### What the task asks:
Arrange every line of the listing below as a Markdown table with two columns, Row and Listing line. Number the rows in order and leave out blank lines.

### Records for this task:
....
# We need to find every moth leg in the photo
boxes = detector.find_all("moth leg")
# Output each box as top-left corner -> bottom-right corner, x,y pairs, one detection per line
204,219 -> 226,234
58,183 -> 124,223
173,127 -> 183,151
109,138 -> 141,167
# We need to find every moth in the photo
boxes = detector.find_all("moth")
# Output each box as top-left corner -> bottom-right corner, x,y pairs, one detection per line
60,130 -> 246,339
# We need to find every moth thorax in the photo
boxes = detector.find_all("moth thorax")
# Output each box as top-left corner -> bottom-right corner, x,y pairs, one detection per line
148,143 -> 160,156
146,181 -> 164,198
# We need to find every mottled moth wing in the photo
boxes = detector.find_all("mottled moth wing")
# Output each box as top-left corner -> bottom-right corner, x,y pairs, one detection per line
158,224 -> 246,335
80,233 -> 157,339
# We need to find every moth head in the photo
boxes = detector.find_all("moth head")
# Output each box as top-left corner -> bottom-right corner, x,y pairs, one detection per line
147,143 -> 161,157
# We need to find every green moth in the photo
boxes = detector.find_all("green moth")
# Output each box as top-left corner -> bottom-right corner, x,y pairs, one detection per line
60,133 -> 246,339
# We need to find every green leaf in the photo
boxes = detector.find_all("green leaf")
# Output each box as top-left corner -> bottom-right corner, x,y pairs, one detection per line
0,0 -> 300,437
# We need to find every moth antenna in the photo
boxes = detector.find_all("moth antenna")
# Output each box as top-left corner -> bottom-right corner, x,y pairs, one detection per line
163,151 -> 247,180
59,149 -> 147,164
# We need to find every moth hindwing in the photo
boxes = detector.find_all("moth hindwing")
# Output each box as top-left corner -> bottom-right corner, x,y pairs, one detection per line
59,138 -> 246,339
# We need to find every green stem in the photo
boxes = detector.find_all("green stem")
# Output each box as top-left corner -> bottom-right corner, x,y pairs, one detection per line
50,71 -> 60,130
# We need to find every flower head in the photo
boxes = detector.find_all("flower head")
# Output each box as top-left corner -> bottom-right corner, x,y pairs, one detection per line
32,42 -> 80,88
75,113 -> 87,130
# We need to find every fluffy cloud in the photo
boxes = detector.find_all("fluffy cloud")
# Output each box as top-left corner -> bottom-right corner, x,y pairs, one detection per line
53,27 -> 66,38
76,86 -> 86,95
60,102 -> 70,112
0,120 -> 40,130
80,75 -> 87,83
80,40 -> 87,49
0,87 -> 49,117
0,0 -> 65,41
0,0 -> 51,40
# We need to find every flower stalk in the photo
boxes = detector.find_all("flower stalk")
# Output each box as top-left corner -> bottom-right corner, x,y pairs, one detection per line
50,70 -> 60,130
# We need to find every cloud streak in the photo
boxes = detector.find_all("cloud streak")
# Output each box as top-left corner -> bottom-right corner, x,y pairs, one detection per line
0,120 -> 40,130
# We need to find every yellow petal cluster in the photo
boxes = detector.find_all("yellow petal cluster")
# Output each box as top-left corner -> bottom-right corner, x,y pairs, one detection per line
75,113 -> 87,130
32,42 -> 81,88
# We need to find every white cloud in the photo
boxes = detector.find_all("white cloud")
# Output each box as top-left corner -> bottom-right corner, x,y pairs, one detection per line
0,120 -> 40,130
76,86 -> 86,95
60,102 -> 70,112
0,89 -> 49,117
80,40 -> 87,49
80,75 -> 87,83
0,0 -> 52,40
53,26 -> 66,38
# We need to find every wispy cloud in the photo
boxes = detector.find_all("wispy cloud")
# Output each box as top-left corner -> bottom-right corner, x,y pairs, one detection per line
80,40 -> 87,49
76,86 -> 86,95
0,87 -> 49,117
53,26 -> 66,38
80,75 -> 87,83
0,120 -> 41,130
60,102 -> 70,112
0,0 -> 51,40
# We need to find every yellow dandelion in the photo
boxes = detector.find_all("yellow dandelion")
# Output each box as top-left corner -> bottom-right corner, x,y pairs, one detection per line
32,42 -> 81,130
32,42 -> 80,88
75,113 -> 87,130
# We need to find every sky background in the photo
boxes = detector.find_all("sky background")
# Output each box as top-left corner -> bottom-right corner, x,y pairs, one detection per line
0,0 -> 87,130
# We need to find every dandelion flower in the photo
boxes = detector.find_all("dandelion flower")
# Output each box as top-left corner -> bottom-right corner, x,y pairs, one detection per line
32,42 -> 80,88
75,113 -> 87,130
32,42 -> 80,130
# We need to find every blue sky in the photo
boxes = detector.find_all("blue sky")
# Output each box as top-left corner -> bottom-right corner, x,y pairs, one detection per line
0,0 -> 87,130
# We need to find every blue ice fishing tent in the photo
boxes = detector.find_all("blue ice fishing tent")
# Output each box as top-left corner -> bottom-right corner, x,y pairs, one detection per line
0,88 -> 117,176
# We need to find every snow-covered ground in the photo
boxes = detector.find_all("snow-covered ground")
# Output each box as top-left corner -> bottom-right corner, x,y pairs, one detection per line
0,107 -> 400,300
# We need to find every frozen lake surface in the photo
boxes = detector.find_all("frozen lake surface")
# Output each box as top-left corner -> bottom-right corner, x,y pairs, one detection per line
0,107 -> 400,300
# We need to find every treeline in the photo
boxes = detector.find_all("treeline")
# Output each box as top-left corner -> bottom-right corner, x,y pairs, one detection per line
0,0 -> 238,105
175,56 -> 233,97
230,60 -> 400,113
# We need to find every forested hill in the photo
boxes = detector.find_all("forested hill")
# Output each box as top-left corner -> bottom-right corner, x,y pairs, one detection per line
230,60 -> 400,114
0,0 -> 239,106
....
### Solution:
| Row | Listing line |
|---|---|
| 1 | # We need to find every moth leg in the photo |
| 2 | boxes = detector.find_all("moth leg") |
| 3 | # Output each box as top-left corner -> bottom-right corner, x,y pairs, one detection per line |
| 4 | 204,219 -> 226,234 |
| 5 | 58,183 -> 124,223 |
| 6 | 173,127 -> 183,151 |
| 7 | 109,138 -> 141,167 |
| 8 | # We need to find every moth in the photo |
| 9 | boxes = detector.find_all("moth") |
| 10 | # Output each box as top-left corner -> bottom-right corner, x,y pairs, one detection per line |
| 11 | 60,130 -> 246,339 |
| 12 | # We need to find every moth thorax in the photo |
| 13 | boxes = detector.find_all("moth thorax") |
| 14 | # Output each box as top-left corner -> bottom-right corner, x,y pairs, one detection per line |
| 15 | 148,143 -> 160,156 |
| 16 | 146,181 -> 164,198 |
| 17 | # We need to find every mottled moth wing in the photo |
| 18 | boxes = detector.find_all("mottled moth wing") |
| 19 | # Output each box as top-left corner -> bottom-right corner, x,y pairs, one detection per line |
| 20 | 158,224 -> 246,335 |
| 21 | 80,233 -> 157,339 |
| 22 | # We need to find every moth head in the photo |
| 23 | boxes = detector.find_all("moth head") |
| 24 | # Output each box as top-left corner -> bottom-right corner, x,y pairs, one detection per line |
| 25 | 147,143 -> 161,157 |
| 26 | # We need to find every green moth in the photo |
| 27 | boxes = detector.find_all("green moth") |
| 28 | # Output each box as top-left corner -> bottom-right corner, x,y pairs, one detection per line |
| 29 | 60,133 -> 246,339 |
| 30 | # We need to find every green leaf in the photo |
| 31 | boxes = detector.find_all("green leaf") |
| 32 | # Output each box as top-left corner -> bottom-right corner, x,y pairs, one detection per line |
| 33 | 0,0 -> 300,437 |
| 34 | # We need to find every moth antenna in the photo |
| 35 | boxes = detector.find_all("moth antenna") |
| 36 | # Output each box as top-left corner -> bottom-right corner, x,y pairs, one detection per line |
| 37 | 163,151 -> 247,180 |
| 38 | 59,149 -> 147,164 |
| 39 | # We need to find every moth hindwing in the photo |
| 40 | boxes = detector.find_all("moth hindwing") |
| 41 | # Output each box as top-left corner -> bottom-right corner, x,y pairs, one detection per line |
| 42 | 59,138 -> 246,339 |
| 43 | # We need to find every green stem in the photo |
| 44 | boxes = detector.find_all("green stem") |
| 45 | # Output each box as top-left corner -> bottom-right corner, x,y pairs, one detection per line |
| 46 | 50,71 -> 60,130 |
| 47 | # We need to find every flower head in the photo |
| 48 | boxes = detector.find_all("flower head") |
| 49 | # Output each box as top-left corner -> bottom-right corner, x,y pairs, one detection per line |
| 50 | 32,42 -> 80,88 |
| 51 | 75,113 -> 87,130 |
| 52 | # We need to find every fluffy cloud in the photo |
| 53 | boxes = detector.find_all("fluffy cloud") |
| 54 | # Output each box as top-left corner -> bottom-right corner, x,y pairs, one detection per line |
| 55 | 53,27 -> 66,38 |
| 56 | 76,86 -> 86,95 |
| 57 | 60,102 -> 70,112 |
| 58 | 0,120 -> 40,130 |
| 59 | 80,75 -> 87,83 |
| 60 | 80,40 -> 87,49 |
| 61 | 0,87 -> 49,117 |
| 62 | 0,0 -> 65,41 |
| 63 | 0,0 -> 51,40 |
| 64 | # We need to find every flower stalk in the photo |
| 65 | boxes = detector.find_all("flower stalk") |
| 66 | # Output each box as top-left corner -> bottom-right corner, x,y pairs, one detection per line |
| 67 | 50,70 -> 60,130 |
| 68 | # We need to find every cloud streak in the photo |
| 69 | boxes = detector.find_all("cloud streak") |
| 70 | # Output each box as top-left corner -> bottom-right corner, x,y pairs, one detection per line |
| 71 | 0,120 -> 40,130 |
| 72 | # We need to find every yellow petal cluster in the photo |
| 73 | boxes = detector.find_all("yellow petal cluster") |
| 74 | # Output each box as top-left corner -> bottom-right corner, x,y pairs, one detection per line |
| 75 | 75,113 -> 87,130 |
| 76 | 32,42 -> 81,88 |
| 77 | # We need to find every white cloud in the photo |
| 78 | boxes = detector.find_all("white cloud") |
| 79 | # Output each box as top-left corner -> bottom-right corner, x,y pairs, one detection per line |
| 80 | 0,120 -> 40,130 |
| 81 | 76,86 -> 86,95 |
| 82 | 60,102 -> 70,112 |
| 83 | 0,89 -> 49,117 |
| 84 | 80,40 -> 87,49 |
| 85 | 80,75 -> 87,83 |
| 86 | 0,0 -> 52,40 |
| 87 | 53,26 -> 66,38 |
| 88 | # We need to find every wispy cloud in the photo |
| 89 | boxes = detector.find_all("wispy cloud") |
| 90 | # Output each box as top-left corner -> bottom-right corner, x,y pairs, one detection per line |
| 91 | 80,40 -> 87,49 |
| 92 | 76,86 -> 86,95 |
| 93 | 0,87 -> 49,117 |
| 94 | 53,26 -> 66,38 |
| 95 | 80,75 -> 87,83 |
| 96 | 0,120 -> 41,130 |
| 97 | 60,102 -> 70,112 |
| 98 | 0,0 -> 51,40 |
| 99 | # We need to find every yellow dandelion in the photo |
| 100 | boxes = detector.find_all("yellow dandelion") |
| 101 | # Output each box as top-left corner -> bottom-right corner, x,y pairs, one detection per line |
| 102 | 32,42 -> 81,130 |
| 103 | 32,42 -> 80,88 |
| 104 | 75,113 -> 87,130 |
| 105 | # We need to find every sky background in the photo |
| 106 | boxes = detector.find_all("sky background") |
| 107 | # Output each box as top-left corner -> bottom-right corner, x,y pairs, one detection per line |
| 108 | 0,0 -> 87,130 |
| 109 | # We need to find every dandelion flower in the photo |
| 110 | boxes = detector.find_all("dandelion flower") |
| 111 | # Output each box as top-left corner -> bottom-right corner, x,y pairs, one detection per line |
| 112 | 32,42 -> 80,88 |
| 113 | 75,113 -> 87,130 |
| 114 | 32,42 -> 80,130 |
| 115 | # We need to find every blue sky in the photo |
| 116 | boxes = detector.find_all("blue sky") |
| 117 | # Output each box as top-left corner -> bottom-right corner, x,y pairs, one detection per line |
| 118 | 0,0 -> 87,130 |
| 119 | # We need to find every blue ice fishing tent in the photo |
| 120 | boxes = detector.find_all("blue ice fishing tent") |
| 121 | # Output each box as top-left corner -> bottom-right corner, x,y pairs, one detection per line |
| 122 | 0,88 -> 117,176 |
| 123 | # We need to find every snow-covered ground in the photo |
| 124 | boxes = detector.find_all("snow-covered ground") |
| 125 | # Output each box as top-left corner -> bottom-right corner, x,y pairs, one detection per line |
| 126 | 0,107 -> 400,300 |
| 127 | # We need to find every frozen lake surface in the photo |
| 128 | boxes = detector.find_all("frozen lake surface") |
| 129 | # Output each box as top-left corner -> bottom-right corner, x,y pairs, one detection per line |
| 130 | 0,107 -> 400,300 |
| 131 | # We need to find every treeline in the photo |
| 132 | boxes = detector.find_all("treeline") |
| 133 | # Output each box as top-left corner -> bottom-right corner, x,y pairs, one detection per line |
| 134 | 0,0 -> 238,105 |
| 135 | 175,56 -> 233,97 |
| 136 | 230,60 -> 400,113 |
| 137 | # We need to find every forested hill in the photo |
| 138 | boxes = detector.find_all("forested hill") |
| 139 | # Output each box as top-left corner -> bottom-right corner, x,y pairs, one detection per line |
| 140 | 230,60 -> 400,114 |
| 141 | 0,0 -> 239,106 |